● GIVEN TASK:
Reproduce every line of the records below without changing anything.

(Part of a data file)
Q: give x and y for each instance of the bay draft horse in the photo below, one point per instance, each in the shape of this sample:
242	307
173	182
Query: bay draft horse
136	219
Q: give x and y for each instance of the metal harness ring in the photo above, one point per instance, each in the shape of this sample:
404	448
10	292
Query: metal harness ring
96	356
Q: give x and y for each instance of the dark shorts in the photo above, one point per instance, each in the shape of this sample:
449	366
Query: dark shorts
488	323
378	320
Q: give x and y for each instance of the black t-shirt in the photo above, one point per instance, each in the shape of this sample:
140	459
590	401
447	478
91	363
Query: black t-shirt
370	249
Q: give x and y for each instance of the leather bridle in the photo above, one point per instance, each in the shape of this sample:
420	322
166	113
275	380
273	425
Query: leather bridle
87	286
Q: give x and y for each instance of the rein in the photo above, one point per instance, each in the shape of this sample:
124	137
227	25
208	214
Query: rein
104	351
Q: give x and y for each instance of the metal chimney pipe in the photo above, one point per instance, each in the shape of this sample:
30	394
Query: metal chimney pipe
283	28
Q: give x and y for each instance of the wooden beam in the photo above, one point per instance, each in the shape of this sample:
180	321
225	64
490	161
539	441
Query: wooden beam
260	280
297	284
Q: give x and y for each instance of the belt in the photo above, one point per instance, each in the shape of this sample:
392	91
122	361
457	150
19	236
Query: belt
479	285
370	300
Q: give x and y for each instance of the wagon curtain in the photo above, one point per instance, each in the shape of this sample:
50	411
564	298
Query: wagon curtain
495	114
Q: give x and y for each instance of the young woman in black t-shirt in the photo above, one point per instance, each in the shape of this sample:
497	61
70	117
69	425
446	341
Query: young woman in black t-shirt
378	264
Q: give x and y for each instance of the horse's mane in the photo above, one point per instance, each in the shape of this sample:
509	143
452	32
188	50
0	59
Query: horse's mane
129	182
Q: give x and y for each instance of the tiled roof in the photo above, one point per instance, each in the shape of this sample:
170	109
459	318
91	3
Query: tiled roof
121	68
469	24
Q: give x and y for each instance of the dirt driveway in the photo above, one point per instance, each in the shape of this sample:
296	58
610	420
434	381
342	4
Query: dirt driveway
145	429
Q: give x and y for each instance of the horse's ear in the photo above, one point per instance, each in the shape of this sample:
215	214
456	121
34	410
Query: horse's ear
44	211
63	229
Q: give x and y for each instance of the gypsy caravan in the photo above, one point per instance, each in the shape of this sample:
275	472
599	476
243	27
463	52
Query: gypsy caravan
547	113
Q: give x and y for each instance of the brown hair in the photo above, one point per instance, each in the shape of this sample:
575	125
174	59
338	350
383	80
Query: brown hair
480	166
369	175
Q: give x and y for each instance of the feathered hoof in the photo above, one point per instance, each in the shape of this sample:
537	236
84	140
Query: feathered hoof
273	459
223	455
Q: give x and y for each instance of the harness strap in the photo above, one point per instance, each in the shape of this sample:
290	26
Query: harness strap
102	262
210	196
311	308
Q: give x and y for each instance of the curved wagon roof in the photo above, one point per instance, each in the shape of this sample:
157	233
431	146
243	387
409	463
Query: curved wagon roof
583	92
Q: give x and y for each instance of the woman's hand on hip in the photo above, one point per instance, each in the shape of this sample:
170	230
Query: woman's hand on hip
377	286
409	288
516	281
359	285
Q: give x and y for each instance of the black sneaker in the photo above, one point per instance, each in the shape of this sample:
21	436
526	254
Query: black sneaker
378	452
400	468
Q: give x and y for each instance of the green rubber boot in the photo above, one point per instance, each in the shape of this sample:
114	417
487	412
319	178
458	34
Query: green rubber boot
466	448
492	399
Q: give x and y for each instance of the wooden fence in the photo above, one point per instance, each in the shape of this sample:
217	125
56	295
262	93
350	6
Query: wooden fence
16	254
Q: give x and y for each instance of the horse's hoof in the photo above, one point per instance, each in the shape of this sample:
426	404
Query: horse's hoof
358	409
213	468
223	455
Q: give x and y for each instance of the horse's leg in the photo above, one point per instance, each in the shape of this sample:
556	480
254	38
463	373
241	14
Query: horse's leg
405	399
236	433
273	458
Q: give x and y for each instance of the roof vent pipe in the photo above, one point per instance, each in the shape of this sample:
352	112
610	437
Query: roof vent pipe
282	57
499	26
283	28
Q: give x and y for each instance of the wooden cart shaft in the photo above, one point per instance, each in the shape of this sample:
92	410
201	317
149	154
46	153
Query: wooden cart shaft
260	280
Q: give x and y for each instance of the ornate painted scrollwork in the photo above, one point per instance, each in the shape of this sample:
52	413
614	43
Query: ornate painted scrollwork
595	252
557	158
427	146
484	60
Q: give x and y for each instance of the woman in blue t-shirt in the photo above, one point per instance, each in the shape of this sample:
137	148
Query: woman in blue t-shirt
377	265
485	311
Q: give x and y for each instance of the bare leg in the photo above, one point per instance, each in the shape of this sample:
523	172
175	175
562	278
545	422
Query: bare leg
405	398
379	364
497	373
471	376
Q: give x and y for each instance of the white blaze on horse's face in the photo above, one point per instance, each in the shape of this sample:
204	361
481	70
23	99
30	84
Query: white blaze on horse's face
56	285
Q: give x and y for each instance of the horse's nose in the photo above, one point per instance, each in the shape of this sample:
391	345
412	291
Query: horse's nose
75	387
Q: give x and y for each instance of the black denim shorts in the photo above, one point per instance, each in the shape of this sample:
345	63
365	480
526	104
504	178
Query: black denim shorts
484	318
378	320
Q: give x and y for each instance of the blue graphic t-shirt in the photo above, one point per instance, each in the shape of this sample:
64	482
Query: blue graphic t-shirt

● RESULT FOR THIS TASK:
Q: give x and y for each instance of the bay draft horse in the photo below, one point per instance, each in the shape of this sample:
242	307
173	182
Query: bay draft horse
136	219
Q: give x and y for each instance of the metal harness ring in the photo above, one point per instance, each in the shape of this sample:
404	448
10	292
Query: metal harness ring
96	356
Q: give x and y for each instance of the dark shorts in the photo above, one point per instance, each in the shape of this sample:
449	366
Query: dark shorts
488	323
378	320
Q: give x and y for each instance of the black t-shirt in the photo above, one point per instance, each in the shape of this sample:
140	459
590	401
447	478
91	363
Query: black t-shirt
370	249
Q: give x and y for each instance of the leather bridle in the photo above, one point per instance, each in the shape of this sample:
420	322
166	113
275	380
273	425
Query: leather bridle
87	286
Q: give x and y for each instance of the rein in the photo above, one point per instance, each in the shape of this sample:
124	137
227	25
208	214
Query: rein
104	351
Q: give x and y for each instance of the metal chimney pipe in the photo above, one point per instance, each in the shape of this sample:
30	394
Query: metal chimney pipe
283	28
Q: give x and y for each instance of the wooden beam in the photo above, one point per instance, each in the shape of this sample:
180	321
225	64
490	161
539	441
Query: wooden beam
260	280
297	284
Q: give x and y for each instance of the belt in the photo above, one point per instance, each in the shape of this sample:
392	91
122	361
457	150
19	236
Query: belt
479	285
370	300
Q: give x and y for each instance of the wagon curtain in the photo above, one point per instance, each in the shape of this sample:
50	411
564	298
Query: wagon curtain
495	114
Q: give x and y for each instance of the young woman in black t-shirt in the photo above, one point per instance, each in the shape of this sample:
497	61
70	117
69	425
446	341
Query: young woman in black t-shirt
378	264
Q: give x and y for each instance of the horse's mane in the photo above, one point per instance, each in the shape of this sample:
509	143
452	32
188	50
0	59
Query: horse's mane
129	182
Q: give x and y for each instance of the tiled roof in the photo above, one point per instance, each in the shape of this sample:
170	109
459	318
91	3
Query: tiled roof
121	68
469	24
Q: give x and y for each instance of the dirt driveway in the photo above, one point per instance, each in the shape of this sample:
296	58
610	420
434	381
342	4
Query: dirt driveway
145	429
Q: give x and y for each instance of the horse's ear in the photo above, one point per instance, each in the shape of this sample:
215	214
456	121
34	410
Query: horse's ear
44	211
63	229
Q: give x and y for each instance of the gypsy caravan in the photo above, one point per instance, each in the shape of this sample:
275	472
599	476
243	27
463	52
Query: gypsy caravan
547	113
Q: give x and y for each instance of the brown hair in the photo above, one point per instance, each in the shape of this sample:
575	125
174	59
338	350
383	80
Query: brown hair
480	166
369	175
Q: give x and y for each instance of the feathered hoof in the photo above, one point per instance, each in the shape of this sample:
537	236
84	140
Query: feathered hoof
273	459
223	455
Q: give x and y for each instance of the harness strap in the photo above, one point per instance, each in the shape of this sample:
290	26
Query: harness strap
102	262
210	196
311	308
Q: give x and y for each instance of the curved wagon roof in the photo above, one point per instance, each in the shape of this sample:
157	233
431	146
243	387
409	463
Query: curved wagon roof
583	92
Q: give x and y for each instance of the woman's hand on hip in the photo above, one point per instance, each in the shape of this sample:
170	230
Query: woman's hand on hip
377	286
409	288
516	281
359	285
Q: give x and y for each instance of the black sneaker in the photo above, one point per instance, each in the shape of this sample:
21	436
526	254
Query: black sneaker
378	452
400	468
Q: give x and y for each instance of the green rubber boot in the photo above, one point per instance, each in the shape of this sample:
114	417
487	412
319	178
458	34
Query: green rubber boot
466	448
492	399
Q: give x and y for each instance of the wooden fence in the photo above, one point per instance, each in the shape of this sample:
217	125
56	295
262	93
350	6
Query: wooden fence
16	254
Q: give x and y for each instance of the horse's hoof in the photo above, one point per instance, each in the shape of this sample:
426	404
Query: horse's hoof
358	409
213	468
223	455
Q: give x and y for each instance of the horse's leg in the photo above, one point per instance, each in the shape of this sample:
556	480
254	38
463	373
241	14
Query: horse's leg
405	399
236	433
273	458
Q: give x and y for each instance of the roof vent pipe in the photo above, one point per instance, each in the shape of this sample:
352	112
610	437
Query: roof vent pipe
282	57
499	26
283	28
Q: give x and y for each instance of the wooden cart shaft in the photo above, one point per instance, each in the shape of this sample:
92	410
201	317
149	154
46	153
Query: wooden cart shaft
260	280
Q: give x and y for each instance of the ornate painted scrollwork in the photo above, one point per instance, each in the shape of this sample:
52	413
614	43
Query: ornate painted scrollwork
595	252
557	158
427	146
484	60
Q: give x and y for each instance of the woman in blue t-shirt in the photo above, one point per instance, each in the shape of this sample:
137	148
Query: woman in blue t-shirt
377	265
485	311
Q: give x and y for each instance of the bare leg in the photo above, one point per instance, each in the shape of this sample:
523	172
175	175
562	278
545	422
Query: bare leg
405	398
379	364
497	373
471	376
Q: give x and y for each instance of the white blaze on horse's face in the photo above, one point per instance, each in the shape of this sample:
204	361
481	70
23	99
30	84
Query: white blaze on horse's face
56	285
Q: give x and y for each instance of the horse's nose in the photo above, one point per instance, each in the shape of this sample:
391	345
412	291
Query: horse's nose
75	387
Q: give x and y for each instance of the black denim shorts in the photo above, one point per instance, each in the shape of this sample:
345	63
365	480
526	104
504	178
Query: black denim shorts
484	318
378	320
Q: give x and y for each instance of the blue graphic t-shirt in the photo above, one point per instance, each in the shape of this sample:
64	482
Query: blue graphic t-shirt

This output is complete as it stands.